*Required action*. Only those lines in the data below from the line containing "rim above? Mark it with a dot." through the line containing "crumb above? Mark it with a dot.", both included, should be restated word for word.

[Natural-language object grounding data]
------------------------------------------------
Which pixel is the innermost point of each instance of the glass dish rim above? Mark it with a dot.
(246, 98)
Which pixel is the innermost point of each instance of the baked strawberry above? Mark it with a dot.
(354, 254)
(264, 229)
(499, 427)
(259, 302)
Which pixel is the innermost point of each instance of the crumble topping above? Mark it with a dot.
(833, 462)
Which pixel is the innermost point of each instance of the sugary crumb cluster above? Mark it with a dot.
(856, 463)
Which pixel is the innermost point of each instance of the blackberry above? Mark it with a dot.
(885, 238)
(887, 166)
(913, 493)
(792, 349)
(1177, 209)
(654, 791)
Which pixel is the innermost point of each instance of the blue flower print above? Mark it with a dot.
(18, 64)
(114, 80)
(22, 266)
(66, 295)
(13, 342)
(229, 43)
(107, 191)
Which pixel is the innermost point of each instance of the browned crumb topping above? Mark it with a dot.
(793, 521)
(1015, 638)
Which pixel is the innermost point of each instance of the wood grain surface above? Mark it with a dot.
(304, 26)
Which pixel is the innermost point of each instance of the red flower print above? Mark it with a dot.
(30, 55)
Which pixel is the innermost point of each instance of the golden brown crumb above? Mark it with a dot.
------------------------------------------------
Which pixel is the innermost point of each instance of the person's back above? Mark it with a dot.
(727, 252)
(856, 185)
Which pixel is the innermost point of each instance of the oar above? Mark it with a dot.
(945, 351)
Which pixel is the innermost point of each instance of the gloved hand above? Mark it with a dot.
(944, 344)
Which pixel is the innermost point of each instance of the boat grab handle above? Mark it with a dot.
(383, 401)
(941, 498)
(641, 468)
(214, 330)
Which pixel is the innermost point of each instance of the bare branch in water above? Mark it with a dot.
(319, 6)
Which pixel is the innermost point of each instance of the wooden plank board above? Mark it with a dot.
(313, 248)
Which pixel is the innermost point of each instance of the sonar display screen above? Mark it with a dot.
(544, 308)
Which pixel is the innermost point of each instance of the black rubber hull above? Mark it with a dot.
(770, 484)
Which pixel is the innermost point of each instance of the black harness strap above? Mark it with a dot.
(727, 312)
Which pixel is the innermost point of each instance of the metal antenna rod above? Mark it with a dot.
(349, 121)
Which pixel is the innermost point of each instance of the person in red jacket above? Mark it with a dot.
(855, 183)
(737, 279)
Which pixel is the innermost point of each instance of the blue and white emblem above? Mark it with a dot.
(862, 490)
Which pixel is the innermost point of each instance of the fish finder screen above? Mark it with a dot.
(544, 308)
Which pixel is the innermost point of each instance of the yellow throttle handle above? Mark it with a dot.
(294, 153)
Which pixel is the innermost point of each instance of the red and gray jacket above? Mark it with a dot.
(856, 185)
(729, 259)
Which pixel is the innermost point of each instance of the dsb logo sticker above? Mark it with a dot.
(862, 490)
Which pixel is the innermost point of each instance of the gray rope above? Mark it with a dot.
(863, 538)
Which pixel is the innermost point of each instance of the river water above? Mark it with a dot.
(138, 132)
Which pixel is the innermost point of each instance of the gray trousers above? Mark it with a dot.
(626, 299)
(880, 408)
------------------------------------------------
*Answer section*.
Which pixel is the innermost point of each instance of the glass dish rim above? Mark it with a dot.
(246, 98)
Which pixel is the innermost point of each instance of the baked strawberry above? Mark it with a dot.
(354, 254)
(264, 229)
(499, 427)
(259, 302)
Which pixel is the innermost point of each instance of the crumble topping above? Mark it with a dot.
(833, 462)
Which pixel is the innermost point of each instance of the sugary crumb cluster above? Mark it with a dot.
(856, 463)
Which pixel is the innermost point of each instance of the blackberry above? Mark it with a dot.
(885, 238)
(887, 166)
(913, 493)
(792, 349)
(1177, 209)
(654, 791)
Which pixel is the innermost point of each instance of the blue flower print above? Mark it with a dot.
(18, 64)
(114, 80)
(22, 266)
(66, 295)
(13, 342)
(229, 43)
(107, 191)
Which pixel is the innermost point of each instance of the browned crumb topping above? Mark it with a dot.
(793, 521)
(1015, 638)
Which pixel is the innermost point of each instance of the wood grain surface above? Mark it with a dot.
(304, 26)
Which pixel is the innermost point of each instance of the red flower print above? Mark it with a dot.
(30, 55)
Which pixel is the innermost point of each instance of the golden brown crumb above? Mark it with a dot.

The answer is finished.